- [Task instructions] Without changing a character, output all of the records.

- [Provided material]
● ● ● ● ●

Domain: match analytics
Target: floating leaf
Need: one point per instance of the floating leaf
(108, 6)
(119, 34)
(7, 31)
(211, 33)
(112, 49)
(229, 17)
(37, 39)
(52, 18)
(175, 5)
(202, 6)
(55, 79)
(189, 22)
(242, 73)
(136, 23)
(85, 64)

● ● ● ● ●

- [Reply to the task]
Domain: match analytics
Target: floating leaf
Need: one point per instance of the floating leaf
(108, 6)
(119, 34)
(7, 31)
(211, 33)
(112, 49)
(229, 17)
(37, 39)
(52, 18)
(175, 5)
(202, 6)
(55, 79)
(189, 22)
(242, 73)
(136, 23)
(85, 64)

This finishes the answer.